[Kutipan Teks]
═══

PEMBIARAN
Pemerintahan ini tidak banyak berbeda dengan pemerintahan sebelumnya, di mana tujuan mencapai pemerintahan yang bersih diabaikan, kebijakan anti korupsi dikorupsi, hukum sebagai panglima, kemampuan membuat kebijakan disalahgunakan, dan lembaga pendukung praktik demokrasi dilemahkan. Mudah-mudahan kedepan pemerintah saat ini bukan hanya memberi janji tapi kenyataan dan perhatian penuh kasus-kasus pembiaran. Dan rakyat berharap hukum sebagai panglima dalam menegakkan keadilan di Indonesia. Bravo Indonesia menuju Indonesia Emas.
Pembiaran Menurut Pakar.
1. Filsuf politik berpengaruh asal Jerman, Hannah Arendt, mengutarakan konsep pembiaran melalui analisis kasus penjahat perang Nazi, Adolf Eichmann. Dia digambarkan sebagai seorang perwira militer yang sangat patuh kepada atasan dan negara.

═══

[Rincian Soal]
Jawab pertanyaan berikut berdasarkan teks tentang pembiaran di atas.
1. Lembaga apa yang disebut dilemahkan?
2. Apa yang diharapkan rakyat?
3. Kasus siapa yang dianalisis Hannah Arendt untuk mengutarakan konsep pembiaran?

═══

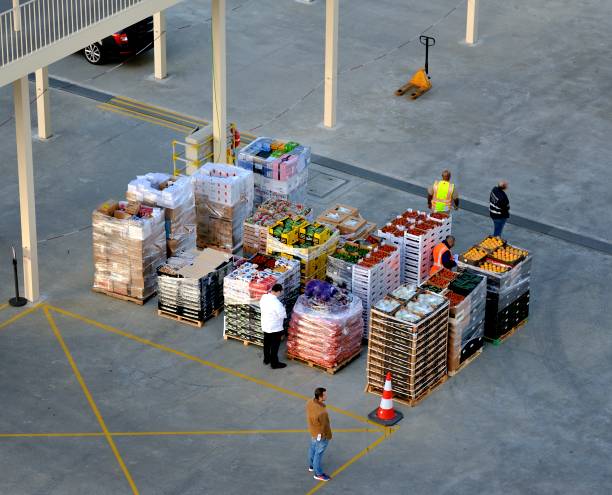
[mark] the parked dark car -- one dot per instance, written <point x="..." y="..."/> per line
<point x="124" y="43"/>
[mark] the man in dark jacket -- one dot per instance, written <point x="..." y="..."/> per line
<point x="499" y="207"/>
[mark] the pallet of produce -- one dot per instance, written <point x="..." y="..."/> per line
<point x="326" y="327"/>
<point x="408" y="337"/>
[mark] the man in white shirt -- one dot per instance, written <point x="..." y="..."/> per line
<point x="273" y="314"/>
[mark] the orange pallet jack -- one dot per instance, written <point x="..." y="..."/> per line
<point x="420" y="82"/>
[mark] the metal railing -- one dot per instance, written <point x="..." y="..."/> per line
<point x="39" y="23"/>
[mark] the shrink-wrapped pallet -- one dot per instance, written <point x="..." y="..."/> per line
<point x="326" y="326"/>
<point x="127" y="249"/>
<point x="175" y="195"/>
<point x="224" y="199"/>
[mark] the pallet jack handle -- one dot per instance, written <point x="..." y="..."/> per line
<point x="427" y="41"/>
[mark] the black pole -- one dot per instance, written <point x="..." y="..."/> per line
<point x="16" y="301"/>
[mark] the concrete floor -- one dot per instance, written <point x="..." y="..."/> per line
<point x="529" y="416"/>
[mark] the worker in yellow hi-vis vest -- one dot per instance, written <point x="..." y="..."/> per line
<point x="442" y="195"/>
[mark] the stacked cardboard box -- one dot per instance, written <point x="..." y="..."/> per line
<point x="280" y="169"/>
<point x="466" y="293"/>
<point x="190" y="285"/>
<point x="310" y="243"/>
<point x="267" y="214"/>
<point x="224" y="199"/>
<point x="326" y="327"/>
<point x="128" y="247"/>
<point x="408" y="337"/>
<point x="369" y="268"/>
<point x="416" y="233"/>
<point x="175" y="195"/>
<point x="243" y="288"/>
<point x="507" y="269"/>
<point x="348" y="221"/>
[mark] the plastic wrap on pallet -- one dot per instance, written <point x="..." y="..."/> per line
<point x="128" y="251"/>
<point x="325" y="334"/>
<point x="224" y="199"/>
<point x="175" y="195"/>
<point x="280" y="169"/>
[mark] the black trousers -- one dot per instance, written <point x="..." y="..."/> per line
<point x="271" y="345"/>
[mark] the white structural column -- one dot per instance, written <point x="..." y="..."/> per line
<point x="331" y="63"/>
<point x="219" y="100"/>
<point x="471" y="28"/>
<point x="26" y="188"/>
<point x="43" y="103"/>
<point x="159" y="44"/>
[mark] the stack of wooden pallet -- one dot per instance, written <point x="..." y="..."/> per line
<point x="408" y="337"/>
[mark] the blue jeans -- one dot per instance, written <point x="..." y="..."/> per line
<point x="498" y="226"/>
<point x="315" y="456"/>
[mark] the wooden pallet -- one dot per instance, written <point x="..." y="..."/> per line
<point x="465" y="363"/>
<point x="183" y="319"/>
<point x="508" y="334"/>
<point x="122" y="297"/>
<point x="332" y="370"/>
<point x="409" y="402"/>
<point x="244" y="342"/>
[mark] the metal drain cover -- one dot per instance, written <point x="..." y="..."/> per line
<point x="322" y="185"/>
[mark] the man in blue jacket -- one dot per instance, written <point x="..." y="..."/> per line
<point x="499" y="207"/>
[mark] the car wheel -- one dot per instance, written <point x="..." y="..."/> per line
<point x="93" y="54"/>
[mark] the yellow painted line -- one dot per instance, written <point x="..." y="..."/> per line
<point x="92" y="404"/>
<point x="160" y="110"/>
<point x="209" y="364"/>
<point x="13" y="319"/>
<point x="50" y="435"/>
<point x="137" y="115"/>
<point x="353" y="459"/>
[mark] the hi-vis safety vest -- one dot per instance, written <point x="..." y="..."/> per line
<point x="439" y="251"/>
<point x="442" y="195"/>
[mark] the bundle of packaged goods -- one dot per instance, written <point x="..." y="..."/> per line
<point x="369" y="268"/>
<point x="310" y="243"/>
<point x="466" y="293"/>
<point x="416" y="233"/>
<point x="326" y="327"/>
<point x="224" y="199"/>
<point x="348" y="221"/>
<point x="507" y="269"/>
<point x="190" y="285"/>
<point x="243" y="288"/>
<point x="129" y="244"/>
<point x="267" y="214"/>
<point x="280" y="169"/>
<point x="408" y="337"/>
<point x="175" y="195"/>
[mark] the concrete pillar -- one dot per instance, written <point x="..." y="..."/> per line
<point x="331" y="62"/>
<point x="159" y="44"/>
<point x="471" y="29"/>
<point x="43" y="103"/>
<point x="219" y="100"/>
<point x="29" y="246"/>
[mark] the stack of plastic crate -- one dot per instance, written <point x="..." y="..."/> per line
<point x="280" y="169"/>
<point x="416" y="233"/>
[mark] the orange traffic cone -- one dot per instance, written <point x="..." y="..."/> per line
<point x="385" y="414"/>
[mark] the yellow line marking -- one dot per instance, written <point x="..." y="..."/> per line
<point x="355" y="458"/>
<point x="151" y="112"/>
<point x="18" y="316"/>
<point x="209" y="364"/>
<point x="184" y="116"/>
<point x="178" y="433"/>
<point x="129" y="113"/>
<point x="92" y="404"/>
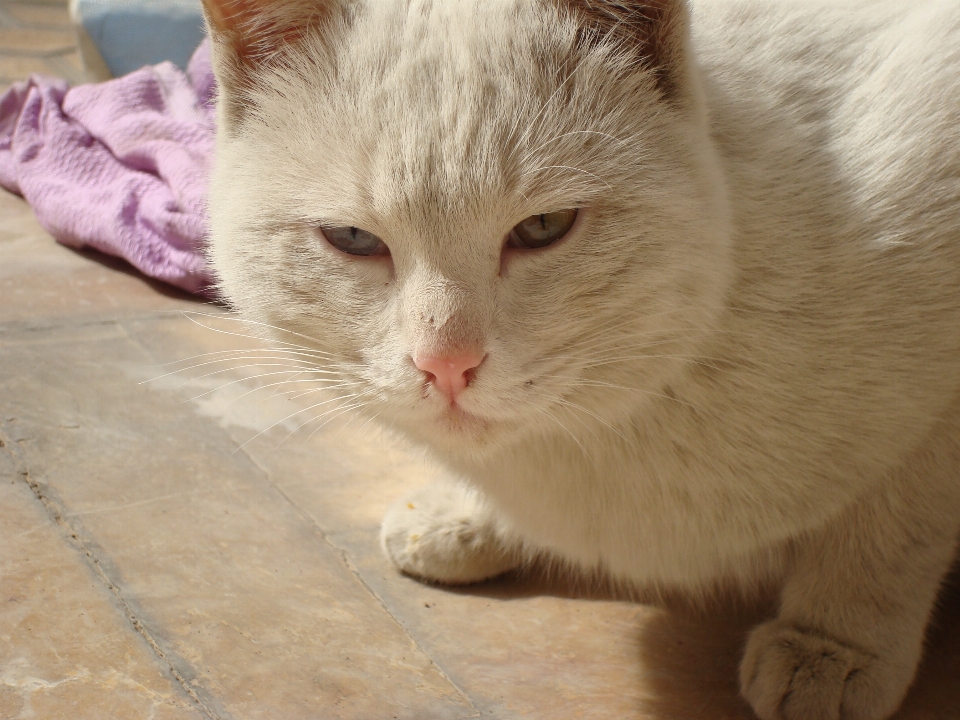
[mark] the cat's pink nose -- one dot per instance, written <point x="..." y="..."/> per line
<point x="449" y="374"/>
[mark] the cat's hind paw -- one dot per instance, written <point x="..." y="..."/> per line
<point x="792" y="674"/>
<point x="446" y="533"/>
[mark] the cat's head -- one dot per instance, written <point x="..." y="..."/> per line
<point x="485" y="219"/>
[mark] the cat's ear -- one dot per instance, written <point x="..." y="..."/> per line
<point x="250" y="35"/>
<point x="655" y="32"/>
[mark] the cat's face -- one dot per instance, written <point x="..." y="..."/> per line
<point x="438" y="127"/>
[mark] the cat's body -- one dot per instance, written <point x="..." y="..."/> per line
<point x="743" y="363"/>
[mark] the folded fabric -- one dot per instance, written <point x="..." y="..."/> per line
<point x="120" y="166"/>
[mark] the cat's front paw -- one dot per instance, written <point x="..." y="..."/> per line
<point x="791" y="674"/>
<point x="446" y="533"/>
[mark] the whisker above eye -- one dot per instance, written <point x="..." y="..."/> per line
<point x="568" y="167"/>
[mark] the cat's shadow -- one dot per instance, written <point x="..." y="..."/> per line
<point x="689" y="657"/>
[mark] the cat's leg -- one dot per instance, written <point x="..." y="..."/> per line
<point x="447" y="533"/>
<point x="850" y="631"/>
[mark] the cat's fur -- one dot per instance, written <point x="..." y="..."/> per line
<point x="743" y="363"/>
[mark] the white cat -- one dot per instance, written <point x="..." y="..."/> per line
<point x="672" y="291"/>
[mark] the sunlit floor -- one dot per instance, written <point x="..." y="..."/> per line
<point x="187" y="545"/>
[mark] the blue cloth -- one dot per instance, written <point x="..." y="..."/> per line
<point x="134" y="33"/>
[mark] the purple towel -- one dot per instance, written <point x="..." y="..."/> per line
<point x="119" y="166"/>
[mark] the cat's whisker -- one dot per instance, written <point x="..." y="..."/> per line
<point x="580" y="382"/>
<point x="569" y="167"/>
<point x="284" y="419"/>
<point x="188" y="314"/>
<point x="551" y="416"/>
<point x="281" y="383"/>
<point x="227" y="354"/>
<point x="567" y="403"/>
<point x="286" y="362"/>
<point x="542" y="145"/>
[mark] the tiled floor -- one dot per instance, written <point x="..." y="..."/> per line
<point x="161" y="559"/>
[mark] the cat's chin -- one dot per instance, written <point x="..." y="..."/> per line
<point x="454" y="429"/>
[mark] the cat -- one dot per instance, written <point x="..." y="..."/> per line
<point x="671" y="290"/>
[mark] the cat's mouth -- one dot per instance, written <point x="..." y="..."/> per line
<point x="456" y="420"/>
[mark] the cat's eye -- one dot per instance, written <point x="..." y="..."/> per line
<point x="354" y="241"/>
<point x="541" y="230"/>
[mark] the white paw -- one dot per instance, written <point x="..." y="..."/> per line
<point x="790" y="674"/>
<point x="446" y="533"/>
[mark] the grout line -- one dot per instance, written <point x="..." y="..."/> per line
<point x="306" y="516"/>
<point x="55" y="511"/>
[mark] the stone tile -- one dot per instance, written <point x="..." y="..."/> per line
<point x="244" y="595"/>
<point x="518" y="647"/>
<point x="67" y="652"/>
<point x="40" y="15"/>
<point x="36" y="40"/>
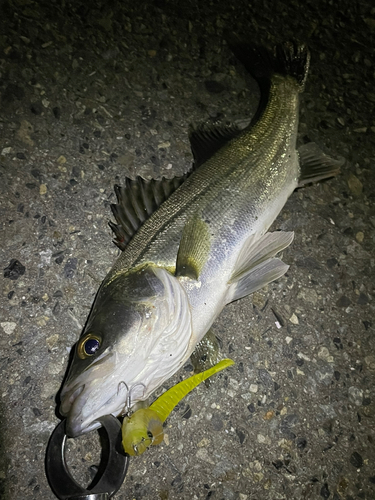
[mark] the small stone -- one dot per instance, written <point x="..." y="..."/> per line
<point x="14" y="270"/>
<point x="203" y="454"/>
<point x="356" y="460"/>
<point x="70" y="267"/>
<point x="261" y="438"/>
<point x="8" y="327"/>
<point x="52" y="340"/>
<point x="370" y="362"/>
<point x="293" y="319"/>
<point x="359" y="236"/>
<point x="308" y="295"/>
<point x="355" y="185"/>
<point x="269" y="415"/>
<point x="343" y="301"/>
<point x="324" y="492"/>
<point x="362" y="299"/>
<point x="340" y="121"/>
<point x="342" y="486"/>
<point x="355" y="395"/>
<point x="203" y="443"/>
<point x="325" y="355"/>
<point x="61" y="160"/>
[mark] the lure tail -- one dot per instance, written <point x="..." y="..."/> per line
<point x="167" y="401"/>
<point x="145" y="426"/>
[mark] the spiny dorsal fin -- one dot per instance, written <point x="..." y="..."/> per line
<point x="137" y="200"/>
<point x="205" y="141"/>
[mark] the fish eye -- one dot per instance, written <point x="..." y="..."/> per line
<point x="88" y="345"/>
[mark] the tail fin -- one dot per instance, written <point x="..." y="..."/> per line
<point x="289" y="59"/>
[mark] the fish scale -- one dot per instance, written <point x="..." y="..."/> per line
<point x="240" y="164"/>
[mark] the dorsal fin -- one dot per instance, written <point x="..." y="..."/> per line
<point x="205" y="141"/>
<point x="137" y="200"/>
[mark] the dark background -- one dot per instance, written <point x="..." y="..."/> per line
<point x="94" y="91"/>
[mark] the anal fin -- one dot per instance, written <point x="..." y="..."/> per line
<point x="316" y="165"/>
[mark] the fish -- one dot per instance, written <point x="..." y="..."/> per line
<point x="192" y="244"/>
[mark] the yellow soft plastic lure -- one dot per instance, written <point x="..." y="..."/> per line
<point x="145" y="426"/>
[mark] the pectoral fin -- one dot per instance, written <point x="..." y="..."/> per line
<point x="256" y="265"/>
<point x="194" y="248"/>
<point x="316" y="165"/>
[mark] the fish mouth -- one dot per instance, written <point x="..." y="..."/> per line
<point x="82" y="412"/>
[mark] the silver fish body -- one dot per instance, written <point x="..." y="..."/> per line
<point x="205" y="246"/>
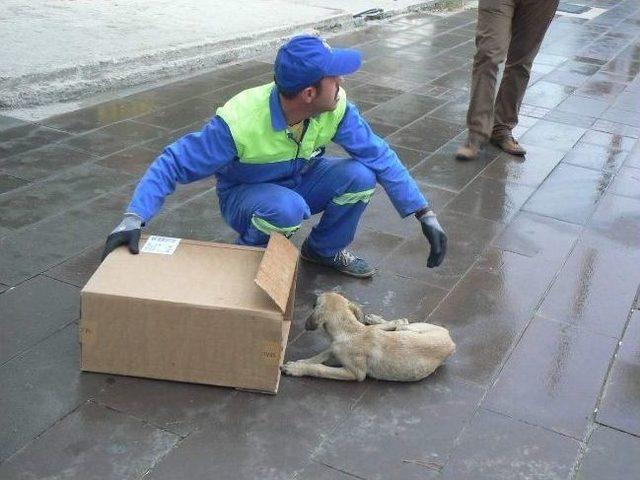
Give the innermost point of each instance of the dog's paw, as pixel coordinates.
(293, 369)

═══

[Jawaban]
1. Lembaga pendukung praktik demokrasi.
2. Hukum sebagai panglima dalam menegakkan keadilan di Indonesia.
3. Kasus penjahat perang Nazi, Adolf Eichmann.